> _Provided text_
The Vachanas of Akkamahadevi

in Overview
Published on: 25 October 2018

Varsha Nair

Varsha is a student of Political Science, having completed her Master’s from Jawaharlal Nehru University. Her interests lie in the intersections of culture, religion and politics.

 

The Bhakti movement that flourished across various literary cultures, gave rise to a distinct genre of expression in Kannada. This was the vachana, loosely understood as free verse poems or sayings, which arose within the Kannada literary tradition during the 12th century sharana movement. Although it did not develop with the exclusive intention of turning into a literary form, the language used by the sharanas, the content of their vachanas and the people they addressed through these vachanas, broke with the existing literary canon in Kannada and consequently, brought about a defining turn in Kannada language and literature. 

 

While the vachanas reflect various aspects of Bhakti, the vachana poets lay great emphasis on the unity of speech and action. This unity, they stressed, is central to the worship of Shiva. Thus, vachanas—these passionate dialogues in pursuit of union with the ishtadevta (sharana’s chosen form of Shiva for worship)not only break with the existing literary tradition, but also reject social divisions, hierarchies, formal structures of learning and worship, and pursuit of worldly pleasures.  Here, the unity between what one says and how one acts is central to aikya (union) with the Lord. 

 

It is under the Lingayat saint-poet Basavanna that the sharana movement grew expansively, turning the city of Kalyana into an important center of interaction and dialogue for the sharanas. At Kalyana, Basavanna set up the anubhava mantapa (hall of experience) with the intention of attracting the sharanas to hold important discussions around social, spiritual and political issues. Thus, it is no surprise that this period witnessed the flourishing of vachanakaras (vachana poets).

> _Supplied information_

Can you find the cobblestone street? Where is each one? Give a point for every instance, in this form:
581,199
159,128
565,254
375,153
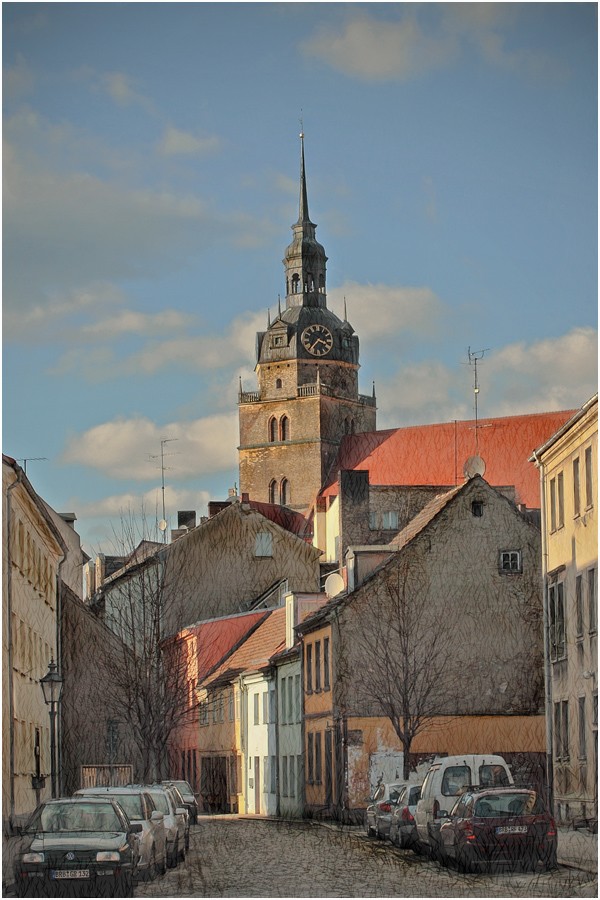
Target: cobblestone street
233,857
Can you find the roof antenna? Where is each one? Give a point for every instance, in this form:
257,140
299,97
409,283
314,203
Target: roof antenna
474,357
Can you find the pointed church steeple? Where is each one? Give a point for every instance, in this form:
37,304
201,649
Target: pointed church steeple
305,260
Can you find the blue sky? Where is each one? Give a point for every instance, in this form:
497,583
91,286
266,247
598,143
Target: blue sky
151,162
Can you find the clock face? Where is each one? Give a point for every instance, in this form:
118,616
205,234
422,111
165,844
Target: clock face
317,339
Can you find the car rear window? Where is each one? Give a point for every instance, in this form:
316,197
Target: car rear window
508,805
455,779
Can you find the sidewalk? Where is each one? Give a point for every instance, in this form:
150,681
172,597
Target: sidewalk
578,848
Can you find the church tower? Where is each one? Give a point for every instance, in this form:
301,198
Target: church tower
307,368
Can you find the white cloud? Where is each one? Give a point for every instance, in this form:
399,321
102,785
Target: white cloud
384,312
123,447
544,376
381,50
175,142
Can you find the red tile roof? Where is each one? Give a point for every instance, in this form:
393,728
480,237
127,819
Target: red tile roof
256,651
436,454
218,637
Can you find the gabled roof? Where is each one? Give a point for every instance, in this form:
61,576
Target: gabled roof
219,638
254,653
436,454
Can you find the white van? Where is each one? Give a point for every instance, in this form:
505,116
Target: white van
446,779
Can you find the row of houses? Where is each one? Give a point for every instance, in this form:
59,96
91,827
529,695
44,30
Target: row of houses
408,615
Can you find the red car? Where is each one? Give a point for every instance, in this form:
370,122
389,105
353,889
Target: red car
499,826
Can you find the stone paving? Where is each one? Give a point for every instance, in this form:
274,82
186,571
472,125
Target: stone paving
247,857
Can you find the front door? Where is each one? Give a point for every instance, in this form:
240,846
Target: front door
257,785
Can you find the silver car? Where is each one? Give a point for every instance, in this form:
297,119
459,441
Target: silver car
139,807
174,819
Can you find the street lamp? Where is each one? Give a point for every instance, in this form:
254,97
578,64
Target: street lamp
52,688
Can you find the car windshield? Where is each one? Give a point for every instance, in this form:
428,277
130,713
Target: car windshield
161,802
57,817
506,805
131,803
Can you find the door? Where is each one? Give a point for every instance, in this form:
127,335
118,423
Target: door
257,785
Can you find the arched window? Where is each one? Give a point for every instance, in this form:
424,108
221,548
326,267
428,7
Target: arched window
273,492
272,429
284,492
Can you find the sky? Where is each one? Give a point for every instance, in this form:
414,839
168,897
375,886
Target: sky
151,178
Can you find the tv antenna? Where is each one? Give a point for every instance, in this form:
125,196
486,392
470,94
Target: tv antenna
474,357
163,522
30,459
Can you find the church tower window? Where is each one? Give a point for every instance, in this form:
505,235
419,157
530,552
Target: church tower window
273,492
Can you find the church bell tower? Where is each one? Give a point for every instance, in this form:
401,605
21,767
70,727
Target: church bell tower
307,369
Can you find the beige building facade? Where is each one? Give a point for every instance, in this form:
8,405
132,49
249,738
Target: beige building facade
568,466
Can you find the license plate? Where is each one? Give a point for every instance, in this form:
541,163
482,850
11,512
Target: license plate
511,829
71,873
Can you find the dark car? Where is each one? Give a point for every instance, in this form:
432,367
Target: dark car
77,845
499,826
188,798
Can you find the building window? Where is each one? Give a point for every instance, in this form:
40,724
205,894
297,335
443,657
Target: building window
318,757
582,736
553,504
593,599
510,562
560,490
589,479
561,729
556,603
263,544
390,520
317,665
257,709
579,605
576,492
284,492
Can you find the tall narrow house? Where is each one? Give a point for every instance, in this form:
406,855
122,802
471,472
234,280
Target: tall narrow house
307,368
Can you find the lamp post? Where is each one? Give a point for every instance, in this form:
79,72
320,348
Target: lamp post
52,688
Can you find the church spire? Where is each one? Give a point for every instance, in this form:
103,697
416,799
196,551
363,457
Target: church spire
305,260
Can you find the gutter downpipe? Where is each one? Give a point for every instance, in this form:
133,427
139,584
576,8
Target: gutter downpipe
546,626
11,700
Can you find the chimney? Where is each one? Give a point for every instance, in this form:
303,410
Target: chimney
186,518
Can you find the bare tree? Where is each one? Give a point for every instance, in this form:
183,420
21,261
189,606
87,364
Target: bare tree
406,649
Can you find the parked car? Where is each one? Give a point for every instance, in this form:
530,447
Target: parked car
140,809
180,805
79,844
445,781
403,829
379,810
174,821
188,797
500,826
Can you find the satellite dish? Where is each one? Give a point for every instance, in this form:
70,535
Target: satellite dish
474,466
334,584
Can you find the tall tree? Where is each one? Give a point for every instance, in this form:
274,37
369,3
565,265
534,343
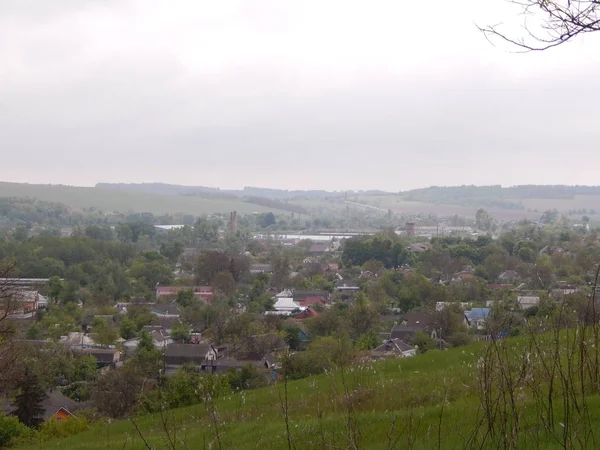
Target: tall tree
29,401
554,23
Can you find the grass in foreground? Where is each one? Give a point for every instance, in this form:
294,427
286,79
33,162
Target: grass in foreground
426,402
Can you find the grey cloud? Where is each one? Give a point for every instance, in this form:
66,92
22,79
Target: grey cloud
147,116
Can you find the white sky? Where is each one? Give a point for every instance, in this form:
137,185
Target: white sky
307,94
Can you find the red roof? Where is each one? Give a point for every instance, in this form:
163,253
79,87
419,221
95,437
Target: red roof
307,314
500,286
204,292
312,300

> _Directives_
a) Return the passage of the vachana overview from "Varsha is a" to "language and literature.", copied word for word.
b) Resume the overview of Akkamahadevi's vachanas right after its final sentence.

> _Answers for the exercise_
a)
Varsha is a student of Political Science, having completed her Master’s from Jawaharlal Nehru University. Her interests lie in the intersections of culture, religion and politics.

 

The Bhakti movement that flourished across various literary cultures, gave rise to a distinct genre of expression in Kannada. This was the vachana, loosely understood as free verse poems or sayings, which arose within the Kannada literary tradition during the 12th century sharana movement. Although it did not develop with the exclusive intention of turning into a literary form, the language used by the sharanas, the content of their vachanas and the people they addressed through these vachanas, broke with the existing literary canon in Kannada and consequently, brought about a defining turn in Kannada language and literature.

b)
 

Even though there existed a broad similarity amongst the sharanas, each had their own spiritual experience and way of communicating their devotion, love, angst, struggle and journey to be one with the ishtadevta. As we swim through the vachanas of Basavanna, Allama Prabhu, Akkamahadevi, Jedara Dasimayya, Molige Mahadevi, Chennabasavanna and the numerous other vachana poets, one is struck by the vast differences in their pathways and the absence of a rigid religious doctrine in many instances. 

 

Each had their own language of intimation while reflecting on the social and spiritual realities. For instance, Basavanna’s vachanas are strong commentaries on the socio-political realities, while Allama Prabhu is mostly mystical in his vachanas and employs an esoteric language. Akkamahadevi’s vachanas are astounding in their lyrical expanse and the force of devotion in them sways one. Such distinct expressions are visible among the 200 or so vachanakaras whose vachanas are now available to us. It is important to note that although these vachanakaras came from all sections of society, the vast majority of members were those marginalised along the lines of caste, class and gender in 12th century Karnataka. 

 

Scholars have attempted to recognise patterns within these distinct voices and classify vachanas in many ways (Tr. Chandrashekhar 2005). One such classification is based on the theme or content of the vachanas. These range from theological, mystical, devotional to socio-political. Similarly, vachanas are also categorised as sarala and bedagina. Sarala refers to vacanas communicated in simple language unlike the bedagu form that employs a complex language of ‘paradoxes and inversions’ to most often communicate mystical experience (Shivaprakash 2010)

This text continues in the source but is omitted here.